**EXERCISE PASSAGE:**
◆ ◆ ◆ ◆
470756 Visible Light Photocatalytic Degradation of Organic Pollutant Using N Doped TiO2 nanoparticles Synthesized By One Step Liquid Flame Aerosol Method (LFSP)

Tuesday, November 15, 2016: 1:00 PM
Peninsula (Hotel Nikko San Francisco)
Siva Nagi Reddy Inturi, Chemical Engineering Program, School of Energy, Environmental, Biological & Medical Engineering, University of Cincinnati, cincinnati, OH, Thirupathi Boningari, Chemical Engineering, University of Cincinnati, Cincinnati, OH, Makram Suidan, Engineering collage and Architecture, American university of beirut, beirut, Lebanon and Panagiotis Smirniotis, Chemical Engineering Program, School of Energy, Environmental, Biological and Medicinal Engineering, University of Cincinnati, Cincinnati, OH

Currently, there is a growing interest in the synthesis of nanomaterials. Nitrogen doped titanium dioxide is attracting a continuously increasing attention because of its potential as material for environmental photocatalysis. Conventional wet synthesis methods need multiple processing steps, high energy input and long processing times, In contrast, flame synthesis, especially liquid flame spray pyrolysis (LFSP), is a versatile one-step process for synthesizing a variety of anion doped nanoparticles. In the present work, we have developed a novel, inexpensive, green and highly reproducible method of the making the liquid precursor for the N incorporation in TiO2 by using the rapid LFSP method. A combination of various physico-chemical characterizations were performed. The photocatalytic activity and stability of the N-doped TiO2 samples were evaluated through using the decomposition of acetaldehyde as model reaction under visible light irradiation. Characterization results show that the nitrogen dopants have a significant effect on the crystallite size and optical absorption of TiO2. It is found that the N-doped TiO2 catalysts have enhanced absorption in the visible light region, and exhibit higher activity for photocatalytic degradation of VOCs. We have produced The UV-vis spectroscopy results of N incorporated TiO2 showed enhancement of light absorption in the visible range by selected composite materials in the UV range (250-400 nm). We have found the Ti/N ratio of 13% for the materials synthesized from our XPS data. These interesting results will be discussed in the presentation.
◆ ◆ ◆ ◆
**Stored data entries:**
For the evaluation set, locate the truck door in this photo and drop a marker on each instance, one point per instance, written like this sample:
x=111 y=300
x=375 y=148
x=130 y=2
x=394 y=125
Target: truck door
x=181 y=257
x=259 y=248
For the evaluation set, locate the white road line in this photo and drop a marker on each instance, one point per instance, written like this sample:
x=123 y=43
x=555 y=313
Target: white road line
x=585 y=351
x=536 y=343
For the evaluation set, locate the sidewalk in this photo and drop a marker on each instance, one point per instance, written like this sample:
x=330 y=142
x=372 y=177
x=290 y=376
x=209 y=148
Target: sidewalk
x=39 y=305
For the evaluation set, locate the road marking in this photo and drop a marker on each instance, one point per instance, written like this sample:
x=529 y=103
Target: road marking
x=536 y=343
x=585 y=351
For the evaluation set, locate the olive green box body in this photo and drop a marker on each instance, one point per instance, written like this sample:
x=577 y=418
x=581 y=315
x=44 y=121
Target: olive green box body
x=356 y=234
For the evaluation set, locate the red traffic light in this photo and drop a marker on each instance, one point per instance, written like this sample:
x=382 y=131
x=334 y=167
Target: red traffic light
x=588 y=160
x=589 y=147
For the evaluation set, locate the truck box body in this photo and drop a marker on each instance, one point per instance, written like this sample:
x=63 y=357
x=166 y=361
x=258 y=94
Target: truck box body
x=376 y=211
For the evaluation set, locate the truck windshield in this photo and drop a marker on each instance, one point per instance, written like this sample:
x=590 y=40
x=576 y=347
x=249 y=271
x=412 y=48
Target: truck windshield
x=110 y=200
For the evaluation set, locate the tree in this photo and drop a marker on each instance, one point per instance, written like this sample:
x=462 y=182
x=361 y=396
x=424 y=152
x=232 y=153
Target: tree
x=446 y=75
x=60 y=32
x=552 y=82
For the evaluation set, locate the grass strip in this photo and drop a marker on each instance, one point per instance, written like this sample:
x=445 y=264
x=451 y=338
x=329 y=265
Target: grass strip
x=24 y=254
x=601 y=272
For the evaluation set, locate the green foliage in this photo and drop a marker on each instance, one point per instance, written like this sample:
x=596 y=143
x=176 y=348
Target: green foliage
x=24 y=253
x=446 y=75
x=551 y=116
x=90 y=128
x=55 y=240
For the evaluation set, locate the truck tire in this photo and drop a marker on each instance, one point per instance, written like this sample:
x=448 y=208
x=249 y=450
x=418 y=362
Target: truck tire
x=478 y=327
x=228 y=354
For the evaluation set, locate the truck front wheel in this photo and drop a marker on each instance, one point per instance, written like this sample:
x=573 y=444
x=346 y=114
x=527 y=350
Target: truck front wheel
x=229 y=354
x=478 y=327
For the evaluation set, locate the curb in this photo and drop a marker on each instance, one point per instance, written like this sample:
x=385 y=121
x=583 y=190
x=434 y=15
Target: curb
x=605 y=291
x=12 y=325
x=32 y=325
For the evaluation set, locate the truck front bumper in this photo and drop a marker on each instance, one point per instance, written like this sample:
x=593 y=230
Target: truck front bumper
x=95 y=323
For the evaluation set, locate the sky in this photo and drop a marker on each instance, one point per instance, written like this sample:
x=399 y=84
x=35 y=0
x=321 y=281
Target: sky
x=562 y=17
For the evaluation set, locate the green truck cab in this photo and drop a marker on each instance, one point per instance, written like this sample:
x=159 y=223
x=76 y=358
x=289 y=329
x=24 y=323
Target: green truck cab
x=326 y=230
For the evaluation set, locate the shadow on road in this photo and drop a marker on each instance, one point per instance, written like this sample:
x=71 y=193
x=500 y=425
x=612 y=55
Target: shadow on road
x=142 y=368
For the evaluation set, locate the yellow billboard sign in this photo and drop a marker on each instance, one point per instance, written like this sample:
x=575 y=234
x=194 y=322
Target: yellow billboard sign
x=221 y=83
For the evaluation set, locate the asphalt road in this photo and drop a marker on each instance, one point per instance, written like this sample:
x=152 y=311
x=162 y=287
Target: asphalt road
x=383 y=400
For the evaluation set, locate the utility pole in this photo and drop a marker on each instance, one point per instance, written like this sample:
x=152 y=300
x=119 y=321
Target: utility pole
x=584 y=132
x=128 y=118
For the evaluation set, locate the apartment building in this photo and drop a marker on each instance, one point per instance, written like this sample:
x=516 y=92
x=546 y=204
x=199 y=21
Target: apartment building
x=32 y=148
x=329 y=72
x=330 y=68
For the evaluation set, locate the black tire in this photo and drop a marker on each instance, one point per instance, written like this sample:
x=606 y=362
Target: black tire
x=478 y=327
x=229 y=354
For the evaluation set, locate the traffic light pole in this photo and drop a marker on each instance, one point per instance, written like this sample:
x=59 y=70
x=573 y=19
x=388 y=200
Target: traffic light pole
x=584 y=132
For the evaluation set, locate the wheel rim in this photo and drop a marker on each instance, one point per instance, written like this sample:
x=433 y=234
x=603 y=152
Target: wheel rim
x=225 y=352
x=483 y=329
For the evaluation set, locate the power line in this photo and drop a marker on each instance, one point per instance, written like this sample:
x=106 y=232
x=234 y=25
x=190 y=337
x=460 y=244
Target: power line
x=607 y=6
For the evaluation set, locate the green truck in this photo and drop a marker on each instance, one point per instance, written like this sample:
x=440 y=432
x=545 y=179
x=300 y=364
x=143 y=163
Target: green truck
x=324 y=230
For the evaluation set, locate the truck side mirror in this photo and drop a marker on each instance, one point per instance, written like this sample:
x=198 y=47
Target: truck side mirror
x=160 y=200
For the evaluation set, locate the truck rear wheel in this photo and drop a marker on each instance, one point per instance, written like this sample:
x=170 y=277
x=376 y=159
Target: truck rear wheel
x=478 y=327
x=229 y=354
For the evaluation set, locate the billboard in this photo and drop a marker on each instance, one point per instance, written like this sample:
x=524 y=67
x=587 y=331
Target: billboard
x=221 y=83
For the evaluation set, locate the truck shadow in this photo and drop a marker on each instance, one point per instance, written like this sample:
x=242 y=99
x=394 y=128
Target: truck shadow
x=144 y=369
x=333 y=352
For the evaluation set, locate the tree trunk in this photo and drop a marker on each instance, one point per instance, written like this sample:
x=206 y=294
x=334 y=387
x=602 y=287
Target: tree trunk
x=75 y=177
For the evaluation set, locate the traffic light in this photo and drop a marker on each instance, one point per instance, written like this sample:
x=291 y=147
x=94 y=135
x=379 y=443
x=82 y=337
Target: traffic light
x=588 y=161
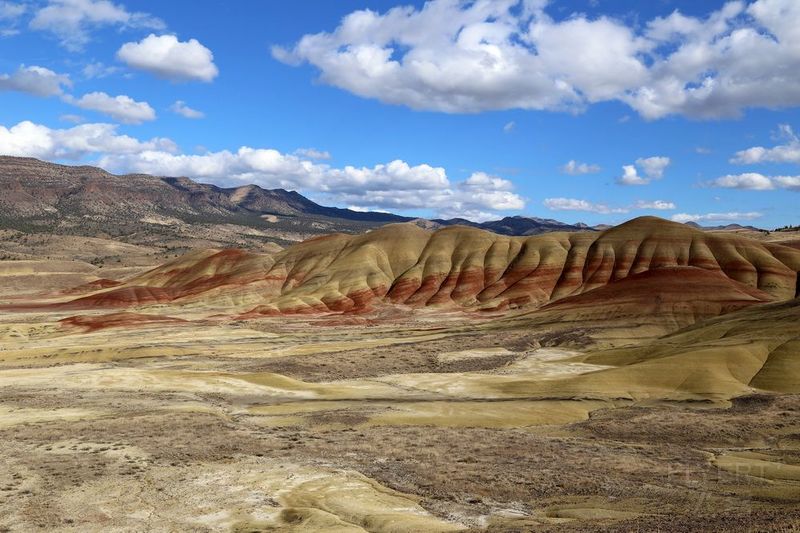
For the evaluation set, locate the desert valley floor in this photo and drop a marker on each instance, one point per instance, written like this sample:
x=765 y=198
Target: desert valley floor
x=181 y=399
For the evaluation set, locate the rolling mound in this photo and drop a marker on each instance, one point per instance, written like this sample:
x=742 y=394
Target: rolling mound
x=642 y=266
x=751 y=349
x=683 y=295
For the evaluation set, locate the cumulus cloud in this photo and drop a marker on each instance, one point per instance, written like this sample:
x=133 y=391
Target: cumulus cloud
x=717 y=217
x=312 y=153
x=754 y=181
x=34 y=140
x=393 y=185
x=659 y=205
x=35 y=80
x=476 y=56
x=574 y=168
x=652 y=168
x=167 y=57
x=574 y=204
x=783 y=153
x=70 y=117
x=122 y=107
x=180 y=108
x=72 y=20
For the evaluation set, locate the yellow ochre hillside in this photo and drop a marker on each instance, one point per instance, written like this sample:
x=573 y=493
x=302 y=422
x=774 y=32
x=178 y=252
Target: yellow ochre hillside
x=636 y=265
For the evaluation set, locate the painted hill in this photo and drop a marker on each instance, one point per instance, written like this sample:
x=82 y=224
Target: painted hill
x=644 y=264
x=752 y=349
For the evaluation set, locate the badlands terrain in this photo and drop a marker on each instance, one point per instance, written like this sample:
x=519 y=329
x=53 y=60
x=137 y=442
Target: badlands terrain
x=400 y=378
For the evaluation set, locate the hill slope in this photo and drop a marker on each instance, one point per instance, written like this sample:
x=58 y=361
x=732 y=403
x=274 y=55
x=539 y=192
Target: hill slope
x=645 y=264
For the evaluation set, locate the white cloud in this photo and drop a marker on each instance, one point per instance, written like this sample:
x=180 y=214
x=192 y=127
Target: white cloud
◆ ◆ ◆ ◆
**DIRECTIONS:**
a - Rewrite the title of the abstract on N-doped TiO2, everything from "470756 Visible Light" down to "Aerosol Method (LFSP)", putting "Volatile Organic Compounds" in place of "Organic Pollutant".
b - In the abstract on N-doped TiO2, what reason is given for turning to flame synthesis instead of conventional wet synthesis methods? Answer in one to three sentences.

**RESPONSES BY TASK:**
a -
470756 Visible Light Photocatalytic Degradation of Volatile Organic Compounds Using N Doped TiO2 nanoparticles Synthesized By One Step Liquid Flame Aerosol Method (LFSP)

b - Conventional wet synthesis methods need multiple processing steps, high energy input and long processing times. Flame synthesis, especially liquid flame spray pyrolysis, is instead a versatile one-step process for synthesizing a variety of anion-doped nanoparticles.